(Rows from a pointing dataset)
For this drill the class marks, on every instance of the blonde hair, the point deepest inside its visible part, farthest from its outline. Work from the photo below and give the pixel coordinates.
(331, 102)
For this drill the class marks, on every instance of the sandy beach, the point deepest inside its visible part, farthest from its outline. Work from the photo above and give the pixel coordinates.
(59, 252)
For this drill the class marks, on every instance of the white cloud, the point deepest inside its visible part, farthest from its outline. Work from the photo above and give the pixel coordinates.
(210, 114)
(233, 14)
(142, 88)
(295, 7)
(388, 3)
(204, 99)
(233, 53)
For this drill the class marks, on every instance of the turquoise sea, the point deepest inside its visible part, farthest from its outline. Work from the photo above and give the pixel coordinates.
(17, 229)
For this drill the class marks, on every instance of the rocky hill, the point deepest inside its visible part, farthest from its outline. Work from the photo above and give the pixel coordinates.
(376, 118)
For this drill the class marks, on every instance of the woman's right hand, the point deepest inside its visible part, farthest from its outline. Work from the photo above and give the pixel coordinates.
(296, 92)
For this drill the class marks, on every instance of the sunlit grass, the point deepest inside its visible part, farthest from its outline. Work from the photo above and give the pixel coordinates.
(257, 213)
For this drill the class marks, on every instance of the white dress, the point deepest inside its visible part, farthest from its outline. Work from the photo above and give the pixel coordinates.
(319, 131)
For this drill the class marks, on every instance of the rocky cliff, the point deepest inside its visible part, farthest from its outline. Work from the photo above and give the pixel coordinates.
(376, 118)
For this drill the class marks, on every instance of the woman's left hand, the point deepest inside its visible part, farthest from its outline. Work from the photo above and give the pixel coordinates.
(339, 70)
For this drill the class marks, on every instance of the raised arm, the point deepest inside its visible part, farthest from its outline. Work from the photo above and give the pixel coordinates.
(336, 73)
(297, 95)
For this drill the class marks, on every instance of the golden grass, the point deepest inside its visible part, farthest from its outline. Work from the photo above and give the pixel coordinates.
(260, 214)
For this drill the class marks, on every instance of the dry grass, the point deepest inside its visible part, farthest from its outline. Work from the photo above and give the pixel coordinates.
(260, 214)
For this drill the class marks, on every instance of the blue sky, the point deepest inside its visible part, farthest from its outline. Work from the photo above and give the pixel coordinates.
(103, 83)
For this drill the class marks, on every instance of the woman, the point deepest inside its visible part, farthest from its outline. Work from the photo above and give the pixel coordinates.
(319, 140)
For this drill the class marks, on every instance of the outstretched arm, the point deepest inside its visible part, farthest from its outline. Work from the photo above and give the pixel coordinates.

_Task objective:_
Copy all of the data exactly.

_Expected answer:_
For this drill the class marks, on every instance of the blonde hair, the point deepest inside its visible part, farthest from its outline. Work from the photo below and give the pixel coordinates.
(331, 102)
For this drill the class marks, on every instance of the sandy beach, the point deepest inside its visible part, farthest from its outline. Work from the photo above and give the pixel coordinates.
(59, 252)
For this drill the class marks, on every instance of the white cloud, the point deepest inside its visible part, farthest from its outline. Work from the photo above and give the pixel coordinates.
(210, 114)
(233, 14)
(142, 88)
(295, 7)
(388, 3)
(204, 99)
(233, 53)
For this drill the class marks, on every instance of the turquoise sea, the point deepest inside its visible part, farthest from its outline. Work from the photo above and give the pixel coordinates.
(17, 229)
For this drill the class marks, on every instance of the rocky hill, the point deepest inside its visible part, farthest from its outline. Work from the photo above and give the pixel coordinates.
(376, 118)
For this drill the class marks, on every instance of the woman's right hand, the point deepest inside its visible part, farthest from its outline. Work from the photo above and give the pixel coordinates.
(296, 92)
For this drill the class marks, on every instance of the sunlit grass, the point deepest inside its visible part, farthest from its outline. Work from the photo above and give the pixel coordinates.
(257, 213)
For this drill the class marks, on every instance of the white dress, the point deepest inside its visible part, farthest from its outline. Work from the photo above and give the pixel coordinates.
(319, 131)
For this drill the class marks, on every instance of the rocky cliff, the point deepest inside its visible part, farthest from its outline. Work from the photo above and give the pixel coordinates.
(376, 118)
For this drill the class marks, on every instance of the woman's left hand, the point deepest inside its visible part, farthest from its outline. Work from the photo above and give the pixel coordinates.
(339, 70)
For this drill the class marks, on every instance of the raised arm, the point deepest inside its visible part, farthest from its outline. Work from the photo above and give the pixel coordinates.
(336, 73)
(297, 95)
For this drill the class marks, on every instance of the golden grass, the point deepest inside its visible part, farthest from its outline. Work from the photo above and give the pixel coordinates.
(260, 214)
For this drill the class marks, on every instance of the dry grass, the point deepest inside its visible part, farthest from its outline. Work from the photo above and give the pixel coordinates.
(260, 214)
For this drill the class marks, on every instance of the blue sky, the point deepest inside its visible part, farthest from its outline. Work from the photo above and give the pixel coordinates.
(103, 83)
For this drill the class marks, on every instance of the woman, the point deepest inside its visible part, farthest from its outline. Work from the photo above and give the pixel coordinates.
(319, 140)
For this drill the class marks, on every instance of the outstretched arm, the point deepest inside its visible part, farthest from its outline. Work from the photo above and give the pixel coordinates.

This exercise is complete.